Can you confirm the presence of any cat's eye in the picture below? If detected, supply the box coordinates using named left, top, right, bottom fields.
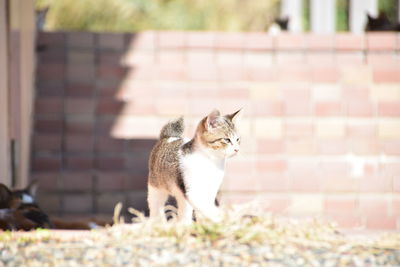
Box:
left=224, top=138, right=232, bottom=144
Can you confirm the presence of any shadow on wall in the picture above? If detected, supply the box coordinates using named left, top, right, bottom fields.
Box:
left=32, top=32, right=169, bottom=220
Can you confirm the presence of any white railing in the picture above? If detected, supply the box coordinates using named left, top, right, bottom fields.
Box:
left=281, top=0, right=400, bottom=33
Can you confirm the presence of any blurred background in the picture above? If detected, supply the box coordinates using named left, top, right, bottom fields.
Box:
left=0, top=0, right=400, bottom=229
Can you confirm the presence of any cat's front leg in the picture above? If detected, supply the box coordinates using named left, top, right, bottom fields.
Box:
left=188, top=195, right=222, bottom=222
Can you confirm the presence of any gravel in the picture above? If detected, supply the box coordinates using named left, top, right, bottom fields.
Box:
left=0, top=206, right=400, bottom=266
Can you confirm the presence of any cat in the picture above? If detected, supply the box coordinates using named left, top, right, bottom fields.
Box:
left=365, top=12, right=400, bottom=31
left=268, top=17, right=290, bottom=35
left=147, top=110, right=241, bottom=224
left=0, top=181, right=112, bottom=231
left=0, top=183, right=52, bottom=231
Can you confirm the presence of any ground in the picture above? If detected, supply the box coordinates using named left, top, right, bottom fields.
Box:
left=0, top=206, right=400, bottom=266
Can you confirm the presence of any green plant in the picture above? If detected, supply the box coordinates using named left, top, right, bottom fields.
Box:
left=37, top=0, right=279, bottom=32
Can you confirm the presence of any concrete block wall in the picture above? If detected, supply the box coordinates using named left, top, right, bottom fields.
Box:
left=31, top=32, right=400, bottom=229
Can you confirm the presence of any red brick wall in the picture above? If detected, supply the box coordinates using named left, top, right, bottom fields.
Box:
left=32, top=32, right=400, bottom=229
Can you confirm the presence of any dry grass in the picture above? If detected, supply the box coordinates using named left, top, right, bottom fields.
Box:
left=0, top=204, right=400, bottom=266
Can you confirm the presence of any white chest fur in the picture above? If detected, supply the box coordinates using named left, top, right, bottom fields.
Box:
left=181, top=152, right=225, bottom=201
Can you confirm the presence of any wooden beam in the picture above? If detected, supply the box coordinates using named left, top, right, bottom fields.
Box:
left=17, top=0, right=36, bottom=187
left=349, top=0, right=378, bottom=34
left=281, top=0, right=303, bottom=32
left=0, top=0, right=11, bottom=186
left=310, top=0, right=336, bottom=34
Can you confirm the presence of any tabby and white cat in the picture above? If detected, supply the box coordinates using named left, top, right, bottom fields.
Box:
left=147, top=110, right=241, bottom=224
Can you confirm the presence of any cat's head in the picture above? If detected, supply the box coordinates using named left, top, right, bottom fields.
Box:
left=196, top=110, right=241, bottom=158
left=0, top=181, right=37, bottom=209
left=275, top=17, right=289, bottom=31
left=365, top=12, right=393, bottom=31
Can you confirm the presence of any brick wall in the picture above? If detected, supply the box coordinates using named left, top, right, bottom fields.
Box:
left=32, top=32, right=400, bottom=229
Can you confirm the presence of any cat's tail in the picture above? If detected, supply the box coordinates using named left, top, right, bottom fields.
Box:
left=160, top=117, right=185, bottom=139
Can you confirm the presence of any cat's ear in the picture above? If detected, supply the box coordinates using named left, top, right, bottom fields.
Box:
left=226, top=108, right=243, bottom=124
left=26, top=180, right=39, bottom=197
left=204, top=109, right=221, bottom=130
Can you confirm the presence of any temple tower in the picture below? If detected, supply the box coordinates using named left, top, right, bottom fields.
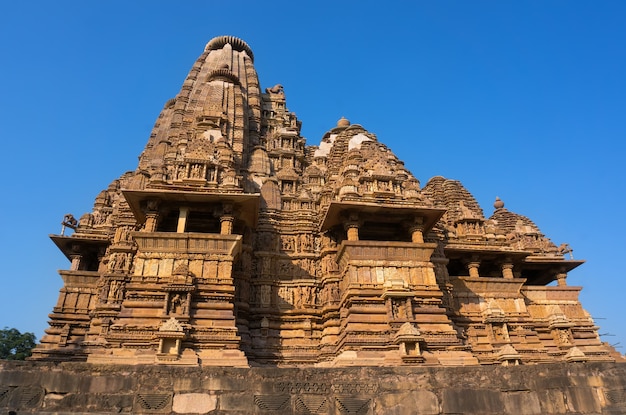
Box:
left=33, top=36, right=613, bottom=367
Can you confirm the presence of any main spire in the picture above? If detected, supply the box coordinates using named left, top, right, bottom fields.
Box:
left=139, top=36, right=261, bottom=191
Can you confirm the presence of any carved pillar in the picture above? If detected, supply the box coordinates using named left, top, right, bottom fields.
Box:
left=343, top=212, right=360, bottom=241
left=409, top=217, right=424, bottom=244
left=502, top=264, right=515, bottom=279
left=220, top=215, right=235, bottom=235
left=344, top=222, right=359, bottom=241
left=466, top=261, right=480, bottom=277
left=70, top=254, right=82, bottom=271
left=144, top=212, right=158, bottom=232
left=176, top=207, right=189, bottom=233
left=144, top=200, right=159, bottom=232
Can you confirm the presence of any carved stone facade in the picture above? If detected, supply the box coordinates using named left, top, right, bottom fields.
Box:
left=33, top=36, right=614, bottom=367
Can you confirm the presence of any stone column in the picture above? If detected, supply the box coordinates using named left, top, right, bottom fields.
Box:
left=220, top=215, right=235, bottom=235
left=144, top=212, right=158, bottom=232
left=502, top=264, right=515, bottom=279
left=466, top=261, right=480, bottom=277
left=344, top=221, right=359, bottom=241
left=70, top=254, right=82, bottom=271
left=343, top=212, right=360, bottom=241
left=176, top=207, right=189, bottom=233
left=144, top=199, right=159, bottom=232
left=409, top=216, right=424, bottom=244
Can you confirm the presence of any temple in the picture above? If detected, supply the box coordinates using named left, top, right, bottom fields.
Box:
left=32, top=36, right=615, bottom=367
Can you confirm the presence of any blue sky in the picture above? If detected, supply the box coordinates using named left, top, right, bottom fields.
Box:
left=0, top=0, right=626, bottom=353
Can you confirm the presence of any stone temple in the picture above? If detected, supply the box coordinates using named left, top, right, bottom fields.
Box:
left=32, top=36, right=616, bottom=368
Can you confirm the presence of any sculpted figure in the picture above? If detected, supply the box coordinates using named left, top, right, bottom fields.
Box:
left=265, top=84, right=285, bottom=95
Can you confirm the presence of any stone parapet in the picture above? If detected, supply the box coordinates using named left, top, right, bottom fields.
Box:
left=0, top=361, right=626, bottom=415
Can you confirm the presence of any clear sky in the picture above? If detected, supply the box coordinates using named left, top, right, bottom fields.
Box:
left=0, top=0, right=626, bottom=353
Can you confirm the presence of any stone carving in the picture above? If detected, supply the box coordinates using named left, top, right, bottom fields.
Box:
left=33, top=36, right=614, bottom=368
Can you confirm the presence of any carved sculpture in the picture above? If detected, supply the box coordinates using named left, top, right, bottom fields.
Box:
left=33, top=36, right=612, bottom=366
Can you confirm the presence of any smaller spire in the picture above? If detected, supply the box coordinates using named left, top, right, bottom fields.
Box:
left=337, top=117, right=350, bottom=127
left=493, top=196, right=504, bottom=210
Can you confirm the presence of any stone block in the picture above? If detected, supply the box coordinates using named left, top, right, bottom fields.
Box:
left=218, top=393, right=255, bottom=414
left=172, top=393, right=217, bottom=414
left=443, top=388, right=504, bottom=415
left=565, top=388, right=602, bottom=414
left=174, top=377, right=202, bottom=392
left=374, top=390, right=439, bottom=415
left=502, top=391, right=543, bottom=415
left=202, top=376, right=248, bottom=391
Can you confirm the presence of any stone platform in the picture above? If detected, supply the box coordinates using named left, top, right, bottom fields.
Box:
left=0, top=361, right=626, bottom=415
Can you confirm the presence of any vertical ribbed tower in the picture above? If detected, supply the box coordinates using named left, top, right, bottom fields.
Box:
left=33, top=36, right=613, bottom=366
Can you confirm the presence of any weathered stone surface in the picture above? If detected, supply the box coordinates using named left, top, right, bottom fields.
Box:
left=172, top=393, right=217, bottom=414
left=0, top=362, right=626, bottom=415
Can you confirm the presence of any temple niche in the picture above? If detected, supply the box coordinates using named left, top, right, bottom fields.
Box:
left=32, top=36, right=615, bottom=367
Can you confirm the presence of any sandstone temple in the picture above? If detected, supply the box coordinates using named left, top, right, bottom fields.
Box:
left=32, top=36, right=615, bottom=367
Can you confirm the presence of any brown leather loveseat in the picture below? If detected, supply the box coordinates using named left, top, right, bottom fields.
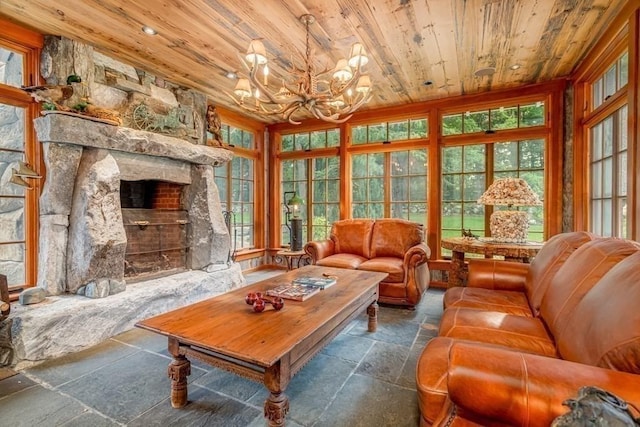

- - -

Begin at the line of the listing that has "Can you confirm the presence of any cat's front" and stop after the line that has "left=0, top=183, right=52, bottom=231". Rewrite those lines with "gravel" changed to "loose gravel", keeping everything else the same.

Can you confirm the presence of any cat's front leg in the picture above? If detected, supply the box coordinates using named left, top, right, bottom fields.
Box:
left=188, top=195, right=222, bottom=222
Can you confirm the presence of any loose gravel in the picture above? If detected, supply the box coordinates using named left, top, right, bottom fields.
Box:
left=0, top=206, right=400, bottom=266
Can you confirm the presence of any cat in the picture above? If detected, supply the box coordinates using named left, top, right, bottom fields.
Box:
left=365, top=12, right=400, bottom=31
left=268, top=17, right=290, bottom=35
left=147, top=110, right=241, bottom=224
left=0, top=181, right=112, bottom=231
left=0, top=183, right=52, bottom=231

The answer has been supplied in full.